» Extract to read

──────

Pope: A pilgrim in Africa proclaiming Christ crucified
Benedict XVI asks to be accompanied by the prayers of all, and by the help of St. Joseph, his patron saint.
This is the grace of the Gospel that is capable of transforming the world; this is the grace that can renew Africa, because it generates an irresistible power of peace and of profound, radical reconciliation.
The pontiff will visit Yaoundé (Cameroon), to present to all the bishops of the continent "the 'working document' of the Second Special Assembly for Africa of the Synod of Bishops, which will be held in October . . . at the Vatican." He will then go to Luanda (Angola), in "a country that, after its long internal war, has regained peace and is now called to rebuild itself in justice."

──────

» Supplied entries

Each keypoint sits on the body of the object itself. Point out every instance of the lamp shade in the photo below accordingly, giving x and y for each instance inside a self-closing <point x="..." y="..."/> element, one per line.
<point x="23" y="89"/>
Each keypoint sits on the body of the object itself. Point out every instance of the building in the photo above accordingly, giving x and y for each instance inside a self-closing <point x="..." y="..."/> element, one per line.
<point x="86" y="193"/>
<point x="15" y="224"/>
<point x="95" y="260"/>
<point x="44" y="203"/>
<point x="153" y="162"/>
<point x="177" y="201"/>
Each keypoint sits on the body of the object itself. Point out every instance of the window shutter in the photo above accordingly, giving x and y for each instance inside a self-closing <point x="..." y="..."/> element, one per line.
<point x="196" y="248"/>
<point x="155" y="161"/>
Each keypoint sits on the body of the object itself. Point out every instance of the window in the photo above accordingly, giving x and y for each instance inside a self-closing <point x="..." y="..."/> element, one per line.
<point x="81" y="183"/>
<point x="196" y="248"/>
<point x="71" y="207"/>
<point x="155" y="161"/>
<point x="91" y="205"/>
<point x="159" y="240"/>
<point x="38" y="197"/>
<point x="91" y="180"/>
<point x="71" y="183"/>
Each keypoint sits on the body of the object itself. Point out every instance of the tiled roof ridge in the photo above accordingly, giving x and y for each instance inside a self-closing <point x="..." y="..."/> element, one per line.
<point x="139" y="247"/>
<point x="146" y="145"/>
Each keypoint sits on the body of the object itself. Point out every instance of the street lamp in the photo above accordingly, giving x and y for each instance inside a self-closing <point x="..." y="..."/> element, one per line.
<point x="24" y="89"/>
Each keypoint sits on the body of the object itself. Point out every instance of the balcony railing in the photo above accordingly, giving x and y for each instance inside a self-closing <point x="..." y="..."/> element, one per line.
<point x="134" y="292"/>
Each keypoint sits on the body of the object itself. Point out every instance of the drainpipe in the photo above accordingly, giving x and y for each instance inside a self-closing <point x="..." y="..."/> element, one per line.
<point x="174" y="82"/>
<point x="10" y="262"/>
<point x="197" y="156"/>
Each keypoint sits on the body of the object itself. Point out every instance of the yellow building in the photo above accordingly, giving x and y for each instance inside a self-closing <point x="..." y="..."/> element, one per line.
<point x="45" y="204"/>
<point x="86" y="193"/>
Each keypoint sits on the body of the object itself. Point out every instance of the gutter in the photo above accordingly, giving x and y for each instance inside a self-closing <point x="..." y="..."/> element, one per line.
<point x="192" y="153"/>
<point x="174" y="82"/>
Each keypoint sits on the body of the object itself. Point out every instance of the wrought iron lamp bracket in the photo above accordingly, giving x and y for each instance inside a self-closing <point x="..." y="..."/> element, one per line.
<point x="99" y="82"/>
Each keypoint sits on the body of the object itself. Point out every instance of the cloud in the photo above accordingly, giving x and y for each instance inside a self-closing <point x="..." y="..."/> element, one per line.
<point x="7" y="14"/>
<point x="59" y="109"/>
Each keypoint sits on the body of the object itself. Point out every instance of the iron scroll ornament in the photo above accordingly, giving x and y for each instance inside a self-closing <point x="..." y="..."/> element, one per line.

──────

» Questions on the material
(a) Repeat the article on the Pope's Africa trip word for word, starting with "Pope: A pilgrim" and going on through "his patron saint.".
(b) Sum up the article on the Pope's Africa trip in two sentences.
(c) Please resume the article on the Pope's Africa trip, picking up after its last sentence.

» Your written answers
(a)
Pope: A pilgrim in Africa proclaiming Christ crucified
Benedict XVI asks to be accompanied by the prayers of all, and by the help of St. Joseph, his patron saint.

(b) Benedict XVI asks for the prayers of all and the help of St. Joseph, his patron saint, and says the grace of the Gospel can renew Africa through an irresistible power of peace and profound, radical reconciliation. He will visit Yaoundé, Cameroon, to present the continent's bishops with the working document of the Second Special Assembly for Africa of the Synod of Bishops, which will be held in October at the Vatican, and will then go to Luanda, Angola, a country that has regained peace after a long internal war and is now called to rebuild itself in justice.

(c)
"With this visit," the pope explained, "I intend to embrace by extension the entire African continent: its thousands of differences, and its profound religious spirit; its ancient cultures and its laborious journey of development and reconciliation; its serious problems, its painful wounds, and its enormous possibilities and hopes. I intend to strengthen the Catholics in their faith, encourage the Christians in their ecumenical efforts, and bring to all the proclamation of peace entrusted to the Church by the risen Lord."
After this, referring to one of the readings for today, the Third Sunday of Lent, taken from the First Letter to the Corinthians - in which Paul asserts that he proclaims Christ crucified, "a stumbling block to Jews and foolishness to Gentiles, but to those who are called, Jews and Greeks alike, Christ the power of God and the wisdom of God" (1 Cor. 1:23-24) - he stressed that he has nothing else to "offer and give" other than the "Good News of his Cross."
And he added: "This is the grace of the Gospel that is capable of transforming the world; this is the grace that can renew Africa, because it generates an irresistible power of peace and of profound, radical reconciliation. The Church, then, does not pursue economic, social, and political goals; the Church proclaims Christ, certain that the Gospel can touch the hearts of all and transform them, thus renewing persons and societies from within."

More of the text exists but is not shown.